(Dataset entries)

· · · · · · ·

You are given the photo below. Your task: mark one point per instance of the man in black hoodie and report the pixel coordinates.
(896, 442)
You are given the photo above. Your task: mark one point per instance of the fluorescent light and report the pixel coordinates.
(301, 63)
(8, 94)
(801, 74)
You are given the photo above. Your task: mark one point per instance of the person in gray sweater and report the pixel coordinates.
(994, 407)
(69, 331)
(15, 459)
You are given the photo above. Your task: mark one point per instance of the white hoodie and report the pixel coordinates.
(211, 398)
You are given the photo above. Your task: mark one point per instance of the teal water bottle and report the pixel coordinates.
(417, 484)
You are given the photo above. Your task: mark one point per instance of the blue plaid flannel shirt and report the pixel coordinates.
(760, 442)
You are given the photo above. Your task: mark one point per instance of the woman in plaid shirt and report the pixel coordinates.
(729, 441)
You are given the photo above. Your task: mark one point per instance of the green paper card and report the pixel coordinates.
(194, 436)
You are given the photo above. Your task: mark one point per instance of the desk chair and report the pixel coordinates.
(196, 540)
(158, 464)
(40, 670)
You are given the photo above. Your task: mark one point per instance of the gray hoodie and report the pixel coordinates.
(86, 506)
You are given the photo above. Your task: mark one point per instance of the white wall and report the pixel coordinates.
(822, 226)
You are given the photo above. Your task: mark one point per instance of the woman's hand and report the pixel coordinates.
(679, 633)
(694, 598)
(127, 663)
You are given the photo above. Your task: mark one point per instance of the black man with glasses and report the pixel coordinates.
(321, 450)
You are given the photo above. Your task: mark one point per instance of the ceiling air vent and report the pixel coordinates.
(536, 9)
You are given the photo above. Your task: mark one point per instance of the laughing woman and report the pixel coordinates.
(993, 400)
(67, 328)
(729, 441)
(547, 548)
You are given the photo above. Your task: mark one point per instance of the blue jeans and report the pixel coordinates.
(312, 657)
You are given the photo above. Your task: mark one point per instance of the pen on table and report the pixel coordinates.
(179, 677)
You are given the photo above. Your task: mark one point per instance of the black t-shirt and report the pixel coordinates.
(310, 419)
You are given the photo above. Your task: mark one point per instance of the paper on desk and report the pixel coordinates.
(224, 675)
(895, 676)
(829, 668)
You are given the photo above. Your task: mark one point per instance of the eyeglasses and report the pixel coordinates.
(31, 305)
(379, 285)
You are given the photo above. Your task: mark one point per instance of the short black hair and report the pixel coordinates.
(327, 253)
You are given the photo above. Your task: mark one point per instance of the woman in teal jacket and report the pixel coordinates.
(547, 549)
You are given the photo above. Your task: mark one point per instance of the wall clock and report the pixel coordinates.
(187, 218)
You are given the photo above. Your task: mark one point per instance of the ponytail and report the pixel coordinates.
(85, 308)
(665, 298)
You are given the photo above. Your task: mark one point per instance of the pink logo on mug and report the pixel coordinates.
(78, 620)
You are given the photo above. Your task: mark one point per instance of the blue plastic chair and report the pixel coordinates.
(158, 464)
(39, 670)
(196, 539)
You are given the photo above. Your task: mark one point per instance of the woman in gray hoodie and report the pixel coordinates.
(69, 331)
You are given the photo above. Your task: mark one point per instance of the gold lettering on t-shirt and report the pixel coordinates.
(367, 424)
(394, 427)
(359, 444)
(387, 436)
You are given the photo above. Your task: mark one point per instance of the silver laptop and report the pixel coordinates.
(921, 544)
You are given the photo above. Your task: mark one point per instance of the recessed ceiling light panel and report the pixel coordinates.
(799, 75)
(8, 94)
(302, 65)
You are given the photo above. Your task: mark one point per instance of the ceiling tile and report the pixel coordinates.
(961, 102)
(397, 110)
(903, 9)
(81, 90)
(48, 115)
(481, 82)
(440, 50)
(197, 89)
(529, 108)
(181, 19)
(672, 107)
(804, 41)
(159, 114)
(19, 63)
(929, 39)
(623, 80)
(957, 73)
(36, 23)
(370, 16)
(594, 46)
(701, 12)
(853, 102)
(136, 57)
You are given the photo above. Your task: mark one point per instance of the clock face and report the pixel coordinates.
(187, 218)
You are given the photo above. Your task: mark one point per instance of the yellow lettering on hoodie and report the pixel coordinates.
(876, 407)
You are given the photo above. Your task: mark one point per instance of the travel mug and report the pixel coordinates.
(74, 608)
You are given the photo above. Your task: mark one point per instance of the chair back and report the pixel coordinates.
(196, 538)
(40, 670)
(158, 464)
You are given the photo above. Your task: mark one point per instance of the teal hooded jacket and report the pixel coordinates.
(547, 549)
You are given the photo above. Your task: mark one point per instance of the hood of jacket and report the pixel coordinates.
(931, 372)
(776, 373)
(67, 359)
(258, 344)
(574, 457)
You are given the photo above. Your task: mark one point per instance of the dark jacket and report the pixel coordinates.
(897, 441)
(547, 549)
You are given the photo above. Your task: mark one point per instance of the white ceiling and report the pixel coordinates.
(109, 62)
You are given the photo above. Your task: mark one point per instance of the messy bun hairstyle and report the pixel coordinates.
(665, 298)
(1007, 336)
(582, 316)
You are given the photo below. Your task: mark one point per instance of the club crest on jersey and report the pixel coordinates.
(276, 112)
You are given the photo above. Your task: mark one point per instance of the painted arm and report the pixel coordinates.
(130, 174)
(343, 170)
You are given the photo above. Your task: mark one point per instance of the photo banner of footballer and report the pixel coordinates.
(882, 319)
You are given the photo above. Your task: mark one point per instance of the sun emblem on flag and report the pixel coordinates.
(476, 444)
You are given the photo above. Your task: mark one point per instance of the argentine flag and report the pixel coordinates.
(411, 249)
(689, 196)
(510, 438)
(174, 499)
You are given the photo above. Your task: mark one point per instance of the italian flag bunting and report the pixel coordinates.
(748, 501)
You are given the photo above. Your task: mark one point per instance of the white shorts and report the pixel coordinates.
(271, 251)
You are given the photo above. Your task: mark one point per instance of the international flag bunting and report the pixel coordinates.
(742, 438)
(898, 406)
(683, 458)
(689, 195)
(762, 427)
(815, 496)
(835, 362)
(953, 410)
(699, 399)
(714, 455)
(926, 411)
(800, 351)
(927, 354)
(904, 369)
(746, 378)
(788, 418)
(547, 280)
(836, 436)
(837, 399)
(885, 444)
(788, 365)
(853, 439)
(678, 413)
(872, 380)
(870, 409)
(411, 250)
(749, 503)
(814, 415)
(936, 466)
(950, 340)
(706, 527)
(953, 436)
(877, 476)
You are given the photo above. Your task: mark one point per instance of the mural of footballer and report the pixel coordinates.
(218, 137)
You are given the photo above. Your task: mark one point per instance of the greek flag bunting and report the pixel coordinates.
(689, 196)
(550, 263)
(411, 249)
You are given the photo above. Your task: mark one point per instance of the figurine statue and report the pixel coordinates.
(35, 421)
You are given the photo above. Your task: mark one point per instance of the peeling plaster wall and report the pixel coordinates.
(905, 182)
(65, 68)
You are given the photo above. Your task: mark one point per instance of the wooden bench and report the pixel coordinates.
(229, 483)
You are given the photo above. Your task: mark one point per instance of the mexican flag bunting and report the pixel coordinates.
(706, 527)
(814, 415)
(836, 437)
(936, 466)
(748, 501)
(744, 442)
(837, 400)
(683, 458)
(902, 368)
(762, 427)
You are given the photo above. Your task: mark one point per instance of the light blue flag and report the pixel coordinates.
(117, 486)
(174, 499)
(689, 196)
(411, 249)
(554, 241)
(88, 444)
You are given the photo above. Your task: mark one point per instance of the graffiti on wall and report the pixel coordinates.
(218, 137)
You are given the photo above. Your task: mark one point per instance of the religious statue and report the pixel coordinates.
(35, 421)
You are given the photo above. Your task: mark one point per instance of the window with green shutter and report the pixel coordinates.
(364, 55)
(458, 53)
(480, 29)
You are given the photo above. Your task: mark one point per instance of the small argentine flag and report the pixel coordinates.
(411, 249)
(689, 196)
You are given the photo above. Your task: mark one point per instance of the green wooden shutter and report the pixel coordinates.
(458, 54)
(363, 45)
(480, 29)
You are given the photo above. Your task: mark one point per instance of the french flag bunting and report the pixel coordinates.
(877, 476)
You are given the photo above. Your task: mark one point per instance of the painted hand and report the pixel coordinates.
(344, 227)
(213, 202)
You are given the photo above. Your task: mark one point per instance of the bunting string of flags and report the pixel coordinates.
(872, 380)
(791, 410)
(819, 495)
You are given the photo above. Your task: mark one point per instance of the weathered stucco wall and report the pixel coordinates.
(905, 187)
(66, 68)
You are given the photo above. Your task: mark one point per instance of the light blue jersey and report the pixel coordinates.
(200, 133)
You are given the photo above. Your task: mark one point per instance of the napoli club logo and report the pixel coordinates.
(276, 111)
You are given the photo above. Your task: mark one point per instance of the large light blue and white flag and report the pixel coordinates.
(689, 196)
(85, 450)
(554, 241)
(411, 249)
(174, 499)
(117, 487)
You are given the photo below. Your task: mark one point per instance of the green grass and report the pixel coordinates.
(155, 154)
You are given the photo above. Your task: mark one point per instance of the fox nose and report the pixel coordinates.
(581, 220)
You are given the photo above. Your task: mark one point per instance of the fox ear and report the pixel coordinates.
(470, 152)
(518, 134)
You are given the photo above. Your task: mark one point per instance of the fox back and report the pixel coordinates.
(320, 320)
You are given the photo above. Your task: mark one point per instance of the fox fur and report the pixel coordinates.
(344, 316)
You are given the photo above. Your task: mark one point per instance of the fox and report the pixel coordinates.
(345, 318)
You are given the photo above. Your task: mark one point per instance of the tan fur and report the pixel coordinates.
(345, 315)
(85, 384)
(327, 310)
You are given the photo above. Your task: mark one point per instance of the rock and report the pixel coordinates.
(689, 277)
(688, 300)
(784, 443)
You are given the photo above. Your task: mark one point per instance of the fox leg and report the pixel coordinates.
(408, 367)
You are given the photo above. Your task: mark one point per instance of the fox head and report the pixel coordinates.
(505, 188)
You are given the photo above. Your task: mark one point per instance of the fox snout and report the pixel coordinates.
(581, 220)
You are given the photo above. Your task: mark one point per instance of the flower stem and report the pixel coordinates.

· · · · · · ·

- TASK PROMPT -
Quote, word for word, every line starting at the one that contains "fox fur and report the pixel coordinates." and ending with the final line of the entries.

- WRITTEN RESPONSE -
You are given the photo above. Your task: mark one point per instance of the fox fur and report the pixel coordinates.
(344, 316)
You are given the photo above. Your task: mark one point per instance of the fox and report the pixel coordinates.
(345, 318)
You are given the photo above. Your task: mark one point per instance of the tan fur and report the pixel coordinates.
(345, 315)
(85, 384)
(327, 310)
You are given the photo above. Your task: mark one point per instance of the rock and report the pixel coordinates.
(689, 277)
(688, 300)
(784, 443)
You are given the photo above. Your task: mark one point per instance of the fox leg and report the pixel coordinates.
(408, 367)
You are given the photo above. Your task: mark one point per instance of the fox head and report the pixel coordinates.
(505, 188)
You are given the photo above. Your task: mark one point per instance of the fox snout and report the pixel coordinates.
(581, 220)
You are given the photo above. Your task: mark one point per instance of the flower stem and report the pixel coordinates.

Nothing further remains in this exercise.